00 31/07/2015 15:41
 Cari Sacerdoti, riprendiamo questa rubrica ricordando quelle precedenti:


CRISI DEL SACERDOZIO? Cerchiamo di capire le ragioni (2)


CRISI DEL SACERDOZIO? cerchiamo di capire le ragioni...


Ratzinger:Cari Sacerdoti non siate mediocri

Servitori della vostra gioia (*)

Quando con questa lettura dell’Antico Testamento si arriva al suo nucleo e la parola di Dio viene accettata come terra di vita, si stabilisce spontaneamente il contatto con colui che noi riteniamo per fede come Parola vivente di Dio.

Mi sembra che non a caso questo salmo (119) nella Chiesa antica costituiva la grande profezia della risurrezione, la descrizione del nuovo David e di Gesù Cristo, sacerdote definitivo.

Imparare a vivere non significa imparare una tecnica qualunque, ma vuol dire superare la morte.

Il mistero di Gesù Cristo, la sua morte e risurrezione risplendono, quando la passione della Parola e la sua indistruttibile energia di vita diventa esperienza.

○ ○ ○ ○

## Compiti dell'esercizio:
1. Queste affermazioni concordano con il brano sui sacerdoti? Per ognuna rispondi sì o no e cita esattamente le parole decisive: (a) nella Chiesa antica il salmo 119 era la grande profezia della risurrezione; (b) imparare a vivere significa imparare una tecnica; (c) Gesù Cristo viene chiamato sacerdote definitivo.
2. Ripeti parola per parola tutto il brano sui sacerdoti da "Quando con questa" giù fino a "vita diventa esperienza.".
3. Prosegui il brano sui sacerdoti partendo dopo la sua ultima frase.

Righe di dati:
○ ○ ○ ○

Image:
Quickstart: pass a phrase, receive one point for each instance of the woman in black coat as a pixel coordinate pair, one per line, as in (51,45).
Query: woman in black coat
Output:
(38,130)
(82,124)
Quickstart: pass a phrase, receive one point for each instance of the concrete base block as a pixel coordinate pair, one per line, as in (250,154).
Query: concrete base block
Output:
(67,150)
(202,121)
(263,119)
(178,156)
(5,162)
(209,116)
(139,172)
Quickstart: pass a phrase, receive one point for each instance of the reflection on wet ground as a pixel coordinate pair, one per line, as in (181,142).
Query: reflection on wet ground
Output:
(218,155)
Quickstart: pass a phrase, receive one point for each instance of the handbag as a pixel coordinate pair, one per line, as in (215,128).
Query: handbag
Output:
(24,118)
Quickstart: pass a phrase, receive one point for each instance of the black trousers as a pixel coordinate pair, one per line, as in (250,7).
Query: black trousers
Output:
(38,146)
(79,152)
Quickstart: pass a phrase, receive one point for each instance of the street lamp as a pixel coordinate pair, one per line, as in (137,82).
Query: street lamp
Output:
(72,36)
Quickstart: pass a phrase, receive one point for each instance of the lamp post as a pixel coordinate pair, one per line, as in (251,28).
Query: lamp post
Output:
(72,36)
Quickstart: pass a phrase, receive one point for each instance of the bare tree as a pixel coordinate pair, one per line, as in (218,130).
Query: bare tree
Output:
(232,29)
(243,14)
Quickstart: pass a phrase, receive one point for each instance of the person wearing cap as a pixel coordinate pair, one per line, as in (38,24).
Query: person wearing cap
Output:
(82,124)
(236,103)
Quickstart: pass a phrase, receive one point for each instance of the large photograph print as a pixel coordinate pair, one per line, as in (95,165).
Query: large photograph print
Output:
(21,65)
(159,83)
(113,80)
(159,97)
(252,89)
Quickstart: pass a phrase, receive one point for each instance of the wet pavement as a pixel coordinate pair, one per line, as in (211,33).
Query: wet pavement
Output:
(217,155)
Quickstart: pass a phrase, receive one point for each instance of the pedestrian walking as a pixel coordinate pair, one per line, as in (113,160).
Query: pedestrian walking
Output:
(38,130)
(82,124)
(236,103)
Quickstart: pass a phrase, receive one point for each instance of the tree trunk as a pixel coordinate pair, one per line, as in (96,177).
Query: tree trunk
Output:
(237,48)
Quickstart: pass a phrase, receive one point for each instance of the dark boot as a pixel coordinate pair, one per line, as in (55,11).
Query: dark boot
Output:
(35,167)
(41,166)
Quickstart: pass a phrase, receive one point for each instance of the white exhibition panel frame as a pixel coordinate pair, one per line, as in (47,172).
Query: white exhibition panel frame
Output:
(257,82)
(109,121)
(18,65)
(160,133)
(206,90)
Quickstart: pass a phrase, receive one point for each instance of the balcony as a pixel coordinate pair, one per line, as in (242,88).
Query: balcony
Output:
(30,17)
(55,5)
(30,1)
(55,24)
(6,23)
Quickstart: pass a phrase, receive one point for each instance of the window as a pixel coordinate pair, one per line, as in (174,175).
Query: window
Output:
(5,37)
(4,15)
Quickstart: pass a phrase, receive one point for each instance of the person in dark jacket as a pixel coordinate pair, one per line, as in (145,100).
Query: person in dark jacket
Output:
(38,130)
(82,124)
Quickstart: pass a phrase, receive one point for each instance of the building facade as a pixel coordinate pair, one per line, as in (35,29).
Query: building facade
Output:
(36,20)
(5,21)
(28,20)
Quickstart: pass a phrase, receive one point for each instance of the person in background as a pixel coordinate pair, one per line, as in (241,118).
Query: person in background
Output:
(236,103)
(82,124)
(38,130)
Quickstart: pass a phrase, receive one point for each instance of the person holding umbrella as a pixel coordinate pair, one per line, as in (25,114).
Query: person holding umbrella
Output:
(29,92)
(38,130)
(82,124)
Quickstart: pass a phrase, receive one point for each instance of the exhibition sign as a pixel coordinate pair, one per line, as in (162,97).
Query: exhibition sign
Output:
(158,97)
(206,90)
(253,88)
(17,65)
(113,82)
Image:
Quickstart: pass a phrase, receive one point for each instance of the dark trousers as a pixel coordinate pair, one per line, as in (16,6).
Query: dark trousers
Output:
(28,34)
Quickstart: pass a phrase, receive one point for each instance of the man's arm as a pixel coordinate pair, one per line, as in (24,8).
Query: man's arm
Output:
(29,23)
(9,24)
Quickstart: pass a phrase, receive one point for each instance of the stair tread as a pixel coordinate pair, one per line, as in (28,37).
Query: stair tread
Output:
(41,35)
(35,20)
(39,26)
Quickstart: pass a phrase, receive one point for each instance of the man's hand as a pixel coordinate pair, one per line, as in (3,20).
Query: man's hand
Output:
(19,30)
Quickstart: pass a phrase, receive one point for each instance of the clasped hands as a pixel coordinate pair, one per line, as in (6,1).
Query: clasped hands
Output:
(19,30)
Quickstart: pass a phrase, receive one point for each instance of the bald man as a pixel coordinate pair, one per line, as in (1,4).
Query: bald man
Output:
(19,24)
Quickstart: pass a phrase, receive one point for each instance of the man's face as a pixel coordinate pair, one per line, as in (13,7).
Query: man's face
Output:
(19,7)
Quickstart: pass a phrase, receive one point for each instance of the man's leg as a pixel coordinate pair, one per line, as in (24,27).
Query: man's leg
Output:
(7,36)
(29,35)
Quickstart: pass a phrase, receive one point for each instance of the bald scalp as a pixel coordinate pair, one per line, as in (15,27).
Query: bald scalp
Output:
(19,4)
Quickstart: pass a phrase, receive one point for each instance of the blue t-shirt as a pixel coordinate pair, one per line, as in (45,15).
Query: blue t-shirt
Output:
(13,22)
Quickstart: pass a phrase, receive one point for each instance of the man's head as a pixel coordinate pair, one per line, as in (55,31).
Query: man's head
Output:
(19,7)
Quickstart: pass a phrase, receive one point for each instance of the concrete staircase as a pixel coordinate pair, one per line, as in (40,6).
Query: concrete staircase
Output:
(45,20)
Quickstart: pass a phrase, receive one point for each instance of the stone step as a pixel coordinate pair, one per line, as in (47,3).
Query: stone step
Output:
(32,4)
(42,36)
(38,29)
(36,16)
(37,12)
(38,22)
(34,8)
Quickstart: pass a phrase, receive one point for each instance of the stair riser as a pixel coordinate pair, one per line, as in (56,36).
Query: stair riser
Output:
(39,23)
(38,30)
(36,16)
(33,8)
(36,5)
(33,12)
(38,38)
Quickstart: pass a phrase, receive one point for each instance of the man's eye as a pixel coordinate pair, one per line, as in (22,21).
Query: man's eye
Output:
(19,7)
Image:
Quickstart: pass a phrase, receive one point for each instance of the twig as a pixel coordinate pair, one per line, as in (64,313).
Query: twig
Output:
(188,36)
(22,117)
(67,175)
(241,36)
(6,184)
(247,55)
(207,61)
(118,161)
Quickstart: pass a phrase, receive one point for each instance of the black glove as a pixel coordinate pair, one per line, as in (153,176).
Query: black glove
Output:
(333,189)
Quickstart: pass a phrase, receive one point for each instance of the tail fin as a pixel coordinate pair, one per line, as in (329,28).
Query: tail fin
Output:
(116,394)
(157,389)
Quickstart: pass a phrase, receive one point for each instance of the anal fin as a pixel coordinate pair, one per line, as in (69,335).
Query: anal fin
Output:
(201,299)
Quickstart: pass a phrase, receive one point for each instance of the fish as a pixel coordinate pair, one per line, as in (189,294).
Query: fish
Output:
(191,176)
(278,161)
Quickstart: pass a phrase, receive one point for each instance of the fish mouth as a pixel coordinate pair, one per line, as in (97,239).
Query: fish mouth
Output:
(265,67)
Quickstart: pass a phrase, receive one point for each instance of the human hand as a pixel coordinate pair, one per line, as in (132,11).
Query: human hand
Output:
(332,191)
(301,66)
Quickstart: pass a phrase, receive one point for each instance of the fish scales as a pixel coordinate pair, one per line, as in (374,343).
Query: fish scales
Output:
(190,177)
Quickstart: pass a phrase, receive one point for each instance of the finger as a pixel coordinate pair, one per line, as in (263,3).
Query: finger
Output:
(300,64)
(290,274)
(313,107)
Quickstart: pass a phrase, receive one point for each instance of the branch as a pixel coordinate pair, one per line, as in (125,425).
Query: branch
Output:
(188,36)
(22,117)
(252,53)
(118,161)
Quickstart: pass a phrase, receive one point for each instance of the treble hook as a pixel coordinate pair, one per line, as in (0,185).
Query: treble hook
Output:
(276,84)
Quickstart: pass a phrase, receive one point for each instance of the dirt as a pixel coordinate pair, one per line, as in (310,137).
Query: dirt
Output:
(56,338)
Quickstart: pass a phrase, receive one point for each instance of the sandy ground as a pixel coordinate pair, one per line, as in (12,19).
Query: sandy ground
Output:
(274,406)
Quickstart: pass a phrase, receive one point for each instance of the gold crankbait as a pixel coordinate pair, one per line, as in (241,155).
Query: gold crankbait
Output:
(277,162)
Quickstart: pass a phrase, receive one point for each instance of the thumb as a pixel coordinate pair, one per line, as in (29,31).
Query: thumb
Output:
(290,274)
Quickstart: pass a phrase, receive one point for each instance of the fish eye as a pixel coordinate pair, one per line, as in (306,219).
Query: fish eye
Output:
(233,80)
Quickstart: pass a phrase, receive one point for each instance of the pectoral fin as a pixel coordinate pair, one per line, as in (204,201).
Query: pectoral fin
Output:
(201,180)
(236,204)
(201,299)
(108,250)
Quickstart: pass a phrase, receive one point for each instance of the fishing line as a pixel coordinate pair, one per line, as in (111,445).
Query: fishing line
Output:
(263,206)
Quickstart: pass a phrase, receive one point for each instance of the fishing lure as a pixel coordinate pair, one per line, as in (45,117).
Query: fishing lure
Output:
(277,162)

○ ○ ○ ○

## Risposte ai compiti:
1.
(a) Sì: "questo salmo (119) nella Chiesa antica costituiva la grande profezia della risurrezione".
(b) No: "Imparare a vivere non significa imparare una tecnica qualunque, ma vuol dire superare la morte".
(c) Sì: "Gesù Cristo, sacerdote definitivo".

2.
Quando con questa lettura dell’Antico Testamento si arriva al suo nucleo e la parola di Dio viene accettata come terra di vita, si stabilisce spontaneamente il contatto con colui che noi riteniamo per fede come Parola vivente di Dio.

Mi sembra che non a caso questo salmo (119) nella Chiesa antica costituiva la grande profezia della risurrezione, la descrizione del nuovo David e di Gesù Cristo, sacerdote definitivo.

Imparare a vivere non significa imparare una tecnica qualunque, ma vuol dire superare la morte.

Il mistero di Gesù Cristo, la sua morte e risurrezione risplendono, quando la passione della Parola e la sua indistruttibile energia di vita diventa esperienza.

3.
Perciò qui non c’è più bisogno di grandi applicazioni alla nostra particolare spiritualità. Appartiene per costituzione al sacerdozio quella specie di esclusione dei leviti dalla legge, la mancanza di terra, l’abbandono in Dio. La storia di vocazione in Lc. 5,1-11, che avevamo preso ad esaminare all’inizio, termina non diversamente con le parole: «essi abbandonarono tutto e lo seguirono» (v. 11).

Senza questo atto di distacco non c'è sacerdozio. La chiamata alla sequela non sarebbe possibile senza questo segno di libertà e di rifiuto di compromesso. Di conseguenza io penso che il celibato, come distacco da un futuro terreno e da una vita familiare propria, conservi un suo grande significato, anzi la sua indispensabilità, affinché il fondamentale abbandono in Dio possa persistere e diventare concreto.

Ciò significa che il celibato vanta dei diritti su tutto il modo di organizzare la vita. Non può corrispondere al suo significato se noi in tutto il resto seguiamo la tendenza al possesso e le regole del gioco della solita vita di oggi.

Prima di tutto esso non può resistere, se noi non rendiamo effettivo al centro della nostra vita l’atto di dimorare in Dio. Il salmo 16, come il salmo 119, rappresenta una forte allusione alla necessità di una costante contemplativa familiarità con la parola di Dio, la quale solamente può diventare la nostra dimora. L’aspetto comunitario della pietà liturgica, qui sicuramente presente, viene in evidenza quando il salmo 16 parla del Signore come «mio calice» (v. 5).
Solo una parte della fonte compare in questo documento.